───── AVAILABLE DATA ─────
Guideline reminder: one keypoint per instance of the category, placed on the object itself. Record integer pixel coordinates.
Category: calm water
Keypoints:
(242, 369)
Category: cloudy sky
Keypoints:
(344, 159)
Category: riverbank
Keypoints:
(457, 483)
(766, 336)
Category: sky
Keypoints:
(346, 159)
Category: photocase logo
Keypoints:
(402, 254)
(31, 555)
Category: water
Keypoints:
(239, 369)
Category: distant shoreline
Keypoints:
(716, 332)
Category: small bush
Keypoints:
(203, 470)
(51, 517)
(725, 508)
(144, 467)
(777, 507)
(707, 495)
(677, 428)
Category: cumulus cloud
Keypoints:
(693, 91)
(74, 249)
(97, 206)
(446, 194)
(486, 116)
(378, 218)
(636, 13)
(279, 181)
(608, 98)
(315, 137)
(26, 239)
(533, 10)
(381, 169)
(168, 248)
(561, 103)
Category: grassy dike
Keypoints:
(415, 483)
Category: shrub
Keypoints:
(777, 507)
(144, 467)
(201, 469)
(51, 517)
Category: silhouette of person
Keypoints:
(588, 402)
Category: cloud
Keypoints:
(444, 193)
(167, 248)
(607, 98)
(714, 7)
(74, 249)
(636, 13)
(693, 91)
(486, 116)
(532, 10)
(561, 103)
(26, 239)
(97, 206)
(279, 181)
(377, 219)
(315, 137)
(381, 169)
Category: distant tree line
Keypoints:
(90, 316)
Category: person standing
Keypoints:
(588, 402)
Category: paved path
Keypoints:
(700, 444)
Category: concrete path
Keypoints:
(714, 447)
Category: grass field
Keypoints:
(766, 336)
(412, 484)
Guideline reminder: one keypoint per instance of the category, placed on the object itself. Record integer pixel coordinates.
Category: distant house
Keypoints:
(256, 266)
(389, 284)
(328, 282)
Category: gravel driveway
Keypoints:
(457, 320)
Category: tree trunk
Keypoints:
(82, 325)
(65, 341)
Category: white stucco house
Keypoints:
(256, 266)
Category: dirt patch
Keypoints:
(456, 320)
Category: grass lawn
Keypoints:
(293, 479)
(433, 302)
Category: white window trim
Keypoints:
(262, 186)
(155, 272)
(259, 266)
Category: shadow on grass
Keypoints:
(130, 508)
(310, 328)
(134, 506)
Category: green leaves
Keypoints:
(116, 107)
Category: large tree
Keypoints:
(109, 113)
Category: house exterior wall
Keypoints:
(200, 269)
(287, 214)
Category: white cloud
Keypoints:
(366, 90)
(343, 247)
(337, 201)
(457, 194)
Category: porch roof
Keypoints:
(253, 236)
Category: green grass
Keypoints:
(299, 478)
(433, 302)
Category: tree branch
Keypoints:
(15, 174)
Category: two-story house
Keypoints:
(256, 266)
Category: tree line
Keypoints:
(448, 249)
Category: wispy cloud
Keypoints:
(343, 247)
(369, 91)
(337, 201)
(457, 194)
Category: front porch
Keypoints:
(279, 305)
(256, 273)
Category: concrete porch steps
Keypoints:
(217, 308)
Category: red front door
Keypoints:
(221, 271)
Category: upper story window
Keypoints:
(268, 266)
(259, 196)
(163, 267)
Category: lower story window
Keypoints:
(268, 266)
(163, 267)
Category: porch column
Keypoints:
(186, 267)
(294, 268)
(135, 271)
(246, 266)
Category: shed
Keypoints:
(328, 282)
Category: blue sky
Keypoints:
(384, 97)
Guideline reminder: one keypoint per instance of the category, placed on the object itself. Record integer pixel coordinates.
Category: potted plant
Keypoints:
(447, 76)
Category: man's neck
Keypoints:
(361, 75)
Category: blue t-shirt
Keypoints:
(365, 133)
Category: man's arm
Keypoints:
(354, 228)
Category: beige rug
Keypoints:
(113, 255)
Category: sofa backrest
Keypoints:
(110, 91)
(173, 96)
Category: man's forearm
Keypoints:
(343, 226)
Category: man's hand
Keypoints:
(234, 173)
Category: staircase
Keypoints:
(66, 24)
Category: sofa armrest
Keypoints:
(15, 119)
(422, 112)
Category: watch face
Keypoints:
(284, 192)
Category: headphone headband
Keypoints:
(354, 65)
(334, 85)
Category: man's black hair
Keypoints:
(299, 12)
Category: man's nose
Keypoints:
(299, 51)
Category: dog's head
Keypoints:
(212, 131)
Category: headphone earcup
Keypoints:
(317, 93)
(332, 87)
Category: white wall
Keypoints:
─────
TASK INSTRUCTIONS →
Copy each line of the data above exactly as it appears.

RESPONSE AREA →
Guideline reminder: one keypoint per instance of the category, placed on the object itself. Record integer pixel coordinates.
Category: calm water
Keypoints:
(242, 369)
Category: cloudy sky
Keypoints:
(344, 159)
Category: riverbank
Keypoints:
(457, 483)
(766, 336)
Category: sky
Keypoints:
(346, 159)
Category: photocase logo
Keypoints:
(402, 254)
(31, 555)
Category: water
Keypoints:
(239, 369)
Category: distant shoreline
Keypoints:
(716, 332)
Category: small bush
Keypoints:
(203, 470)
(51, 517)
(725, 508)
(144, 467)
(777, 507)
(707, 495)
(677, 428)
Category: cumulus cloud
Keypoints:
(693, 91)
(74, 249)
(97, 206)
(446, 194)
(486, 116)
(378, 218)
(636, 13)
(279, 181)
(608, 98)
(315, 137)
(26, 239)
(533, 10)
(381, 169)
(168, 248)
(561, 103)
Category: grassy dike
Keypoints:
(415, 483)
Category: shrub
Keypoints:
(777, 507)
(144, 467)
(201, 469)
(51, 517)
Category: silhouette of person
Keypoints:
(588, 402)
Category: cloud
Keypoints:
(444, 193)
(167, 248)
(607, 98)
(714, 7)
(74, 249)
(636, 13)
(693, 91)
(486, 116)
(532, 10)
(561, 103)
(26, 239)
(97, 206)
(279, 181)
(377, 219)
(315, 137)
(381, 169)
Category: distant tree line
Keypoints:
(90, 316)
Category: person standing
Keypoints:
(588, 402)
Category: paved path
Keypoints:
(700, 444)
Category: concrete path
Keypoints:
(714, 447)
Category: grass field
Keypoints:
(766, 336)
(412, 484)
Guideline reminder: one keypoint per instance of the category, placed on the object itself. Record integer pixel coordinates.
Category: distant house
Keypoints:
(256, 266)
(389, 284)
(328, 282)
Category: gravel driveway
Keypoints:
(457, 320)
Category: tree trunk
Keypoints:
(82, 325)
(65, 341)
Category: white stucco house
Keypoints:
(256, 266)
Category: dirt patch
Keypoints:
(456, 320)
Category: grass lawn
Keypoints:
(293, 479)
(433, 302)
Category: white window trim
Keypoints:
(262, 186)
(155, 272)
(259, 266)
Category: shadow on grass
Keypoints:
(130, 508)
(310, 328)
(134, 506)
Category: green leaves
Keypoints:
(116, 107)
Category: large tree
Keypoints:
(109, 113)
Category: house exterior wall
Keypoints:
(200, 269)
(287, 214)
Category: white cloud
Keypoints:
(366, 90)
(343, 247)
(337, 201)
(457, 194)
Category: porch roof
Keypoints:
(253, 236)
Category: green grass
Keypoints:
(299, 478)
(433, 302)
Category: tree branch
Keypoints:
(15, 174)
Category: two-story house
Keypoints:
(256, 266)
Category: tree line
Keypoints:
(448, 249)
Category: wispy cloud
Keypoints:
(343, 247)
(369, 91)
(337, 201)
(457, 194)
Category: front porch
Keypoints:
(279, 305)
(256, 273)
Category: concrete porch steps
Keypoints:
(217, 308)
Category: red front door
Keypoints:
(221, 271)
Category: upper story window
Keypoints:
(268, 266)
(259, 196)
(163, 267)
Category: lower story window
Keypoints:
(268, 266)
(163, 267)
Category: porch column
Keypoints:
(186, 267)
(294, 268)
(135, 271)
(246, 266)
Category: shed
Keypoints:
(328, 282)
Category: blue sky
Keypoints:
(384, 97)
Guideline reminder: one keypoint per instance of the category, placed on the object itself. Record integer pixel coordinates.
Category: potted plant
Keypoints:
(447, 76)
Category: man's neck
Keypoints:
(361, 75)
Category: blue t-shirt
Keypoints:
(365, 133)
Category: man's arm
Keypoints:
(354, 228)
Category: beige rug
Keypoints:
(113, 255)
Category: sofa backrest
Keypoints:
(110, 91)
(173, 96)
Category: man's forearm
Keypoints:
(343, 226)
Category: man's hand
Keypoints:
(234, 173)
Category: staircase
Keypoints:
(66, 24)
Category: sofa armrest
Keypoints:
(15, 119)
(422, 112)
Category: watch face
Keypoints:
(284, 192)
Category: headphone headband
Keypoints:
(354, 65)
(334, 85)
Category: man's black hair
Keypoints:
(299, 12)
Category: man's nose
Keypoints:
(299, 51)
Category: dog's head
Keypoints:
(212, 131)
Category: headphone earcup
Keypoints:
(317, 93)
(332, 87)
Category: white wall
Keypoints:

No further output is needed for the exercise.